The exercise: Extract every line of the listing below that contains the string "earring". Case counts.

Records supplied:

○ ○ ○ ○ ○

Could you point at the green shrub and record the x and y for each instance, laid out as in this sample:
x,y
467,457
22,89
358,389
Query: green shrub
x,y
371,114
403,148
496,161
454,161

○ ○ ○ ○ ○

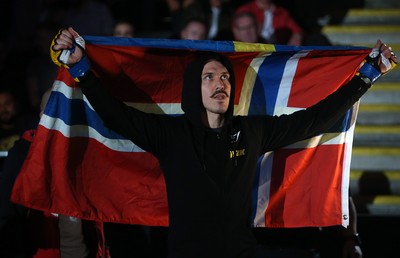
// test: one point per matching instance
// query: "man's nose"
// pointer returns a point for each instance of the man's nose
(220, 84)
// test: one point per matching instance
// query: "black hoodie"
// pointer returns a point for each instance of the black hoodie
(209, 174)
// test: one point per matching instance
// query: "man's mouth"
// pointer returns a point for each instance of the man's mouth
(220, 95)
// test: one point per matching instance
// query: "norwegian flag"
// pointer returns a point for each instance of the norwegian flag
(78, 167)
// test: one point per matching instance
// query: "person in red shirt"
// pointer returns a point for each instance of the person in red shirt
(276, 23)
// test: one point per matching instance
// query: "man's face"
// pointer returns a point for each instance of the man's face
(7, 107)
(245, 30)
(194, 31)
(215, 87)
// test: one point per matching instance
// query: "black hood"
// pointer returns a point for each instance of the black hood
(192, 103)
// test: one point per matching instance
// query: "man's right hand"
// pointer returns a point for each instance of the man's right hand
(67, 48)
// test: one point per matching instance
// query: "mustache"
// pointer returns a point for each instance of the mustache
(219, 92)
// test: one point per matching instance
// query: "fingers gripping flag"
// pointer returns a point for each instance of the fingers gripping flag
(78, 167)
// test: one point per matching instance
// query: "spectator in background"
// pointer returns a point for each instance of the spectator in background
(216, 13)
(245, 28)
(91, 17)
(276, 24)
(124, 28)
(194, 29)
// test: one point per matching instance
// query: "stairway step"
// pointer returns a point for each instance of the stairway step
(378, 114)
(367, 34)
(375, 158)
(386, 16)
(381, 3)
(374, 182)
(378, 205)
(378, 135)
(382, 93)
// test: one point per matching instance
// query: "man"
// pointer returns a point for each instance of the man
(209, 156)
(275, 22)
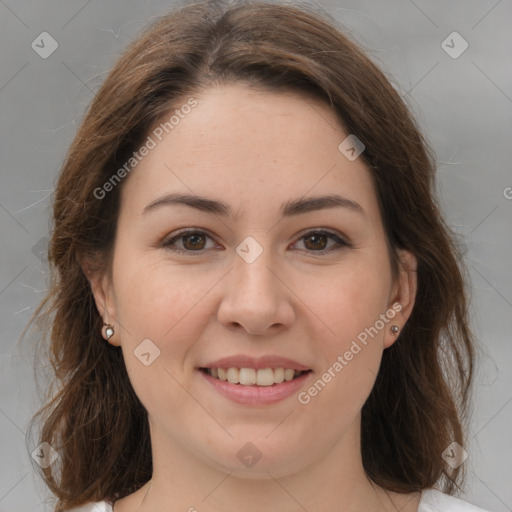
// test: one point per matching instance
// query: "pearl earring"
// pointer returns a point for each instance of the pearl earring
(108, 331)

○ ○ ○ ○ ○

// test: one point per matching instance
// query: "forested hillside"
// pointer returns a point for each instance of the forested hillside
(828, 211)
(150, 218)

○ ○ ○ ○ ○

Task output:
// query: "pearl earring"
// pointer returns a point for each instance of the pearl earring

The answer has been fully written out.